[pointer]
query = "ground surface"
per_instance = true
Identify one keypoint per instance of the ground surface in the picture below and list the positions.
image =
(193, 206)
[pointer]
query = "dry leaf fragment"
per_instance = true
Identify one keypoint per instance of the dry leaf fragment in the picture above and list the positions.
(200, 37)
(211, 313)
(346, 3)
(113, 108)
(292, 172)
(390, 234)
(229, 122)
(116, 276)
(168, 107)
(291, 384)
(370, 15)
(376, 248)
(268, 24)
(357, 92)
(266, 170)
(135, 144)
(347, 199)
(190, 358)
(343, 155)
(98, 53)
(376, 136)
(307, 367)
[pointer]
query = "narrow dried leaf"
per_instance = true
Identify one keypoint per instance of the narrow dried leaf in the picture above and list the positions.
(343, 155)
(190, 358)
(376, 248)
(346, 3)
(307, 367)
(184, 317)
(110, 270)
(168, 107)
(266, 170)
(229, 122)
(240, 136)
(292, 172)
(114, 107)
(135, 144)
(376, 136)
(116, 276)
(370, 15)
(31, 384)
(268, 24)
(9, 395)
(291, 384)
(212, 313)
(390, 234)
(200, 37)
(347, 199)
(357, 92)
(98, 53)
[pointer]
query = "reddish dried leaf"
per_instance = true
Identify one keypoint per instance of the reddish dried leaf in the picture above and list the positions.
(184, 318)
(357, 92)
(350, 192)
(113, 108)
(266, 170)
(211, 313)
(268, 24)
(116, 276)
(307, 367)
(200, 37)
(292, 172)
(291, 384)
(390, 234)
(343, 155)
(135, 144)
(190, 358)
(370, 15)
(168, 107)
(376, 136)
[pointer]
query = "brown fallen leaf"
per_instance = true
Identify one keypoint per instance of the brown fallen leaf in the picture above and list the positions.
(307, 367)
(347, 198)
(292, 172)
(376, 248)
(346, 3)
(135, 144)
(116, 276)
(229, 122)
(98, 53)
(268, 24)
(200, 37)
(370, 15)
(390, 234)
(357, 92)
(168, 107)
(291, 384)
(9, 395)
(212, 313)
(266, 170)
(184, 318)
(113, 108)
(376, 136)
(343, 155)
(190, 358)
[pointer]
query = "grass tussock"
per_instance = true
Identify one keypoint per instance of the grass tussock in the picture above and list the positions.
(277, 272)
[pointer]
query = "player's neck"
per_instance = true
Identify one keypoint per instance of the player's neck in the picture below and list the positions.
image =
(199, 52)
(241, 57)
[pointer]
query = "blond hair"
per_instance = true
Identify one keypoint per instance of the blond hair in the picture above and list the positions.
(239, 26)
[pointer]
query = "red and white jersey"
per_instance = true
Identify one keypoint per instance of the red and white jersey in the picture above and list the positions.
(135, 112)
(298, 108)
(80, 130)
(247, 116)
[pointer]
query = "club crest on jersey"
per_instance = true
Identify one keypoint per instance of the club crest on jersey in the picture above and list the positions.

WORK INSTRUCTION: Output all of the records exactly, with nothing omitted.

COMPLETED EXERCISE:
[pointer]
query = "ground surface"
per_instance = true
Identify one keypoint per instance of the ground surface in the picture below and list the positions.
image =
(193, 206)
[pointer]
query = "dry leaf fragment"
per_instance = true
Identify one keypoint per instance of the dry leaf fragment in the picture above and list the positions.
(200, 37)
(211, 313)
(346, 3)
(113, 108)
(292, 172)
(390, 234)
(229, 122)
(116, 276)
(168, 107)
(291, 384)
(370, 15)
(376, 248)
(268, 24)
(357, 92)
(266, 170)
(135, 144)
(347, 199)
(190, 358)
(343, 155)
(98, 53)
(376, 136)
(307, 367)
[pointer]
query = "narrow dried leaf"
per_instance = true
Identify one keypoint per instance of the narrow dried leaf in the picture above and list the positions.
(343, 155)
(190, 358)
(376, 248)
(346, 3)
(307, 367)
(184, 317)
(110, 270)
(168, 107)
(266, 170)
(229, 122)
(240, 136)
(292, 172)
(114, 107)
(135, 144)
(376, 136)
(116, 276)
(370, 15)
(31, 384)
(268, 24)
(9, 395)
(291, 384)
(212, 313)
(390, 234)
(200, 37)
(347, 199)
(357, 92)
(98, 53)
[pointer]
query = "reddish dried leaf"
per_instance = true
Identify one keypoint per instance of the reddish dried leaf in the picture above and list the positions.
(184, 318)
(357, 92)
(350, 192)
(113, 108)
(266, 170)
(211, 313)
(268, 24)
(116, 276)
(307, 367)
(200, 37)
(292, 172)
(291, 384)
(390, 234)
(343, 155)
(135, 144)
(190, 358)
(370, 15)
(168, 107)
(376, 136)
[pointer]
query = "brown fallen leaf"
per_instance = true
Identify one keypoint per instance of the brown fallen leaf in the picture above and list the positions.
(307, 367)
(347, 198)
(292, 172)
(376, 248)
(346, 3)
(135, 144)
(116, 276)
(229, 122)
(98, 53)
(268, 24)
(200, 37)
(370, 15)
(390, 234)
(357, 92)
(168, 107)
(291, 384)
(9, 395)
(212, 313)
(266, 170)
(184, 318)
(113, 108)
(376, 136)
(343, 155)
(190, 358)
[pointer]
query = "grass tussock"
per_instance = true
Identify one keypoint per instance of the grass tussock in the picture above and list the positions.
(277, 272)
[pointer]
query = "player's neck"
per_instance = true
Identify one keypoint per instance of the player's neck in the picture below and list the positions.
image =
(199, 52)
(241, 57)
[pointer]
query = "blond hair"
per_instance = true
Identify one keypoint per instance of the blond hair in the picture above and list the positions.
(239, 26)
[pointer]
query = "red and white jersey"
per_instance = true
Identify one keypoint per instance of the red and white jersey in the picture above and list the positions.
(135, 112)
(298, 108)
(80, 130)
(247, 116)
[pointer]
query = "club crest on jersey"
per_instance = true
Identify one keypoint per instance of the club crest on jersey in the picture above and list the positions.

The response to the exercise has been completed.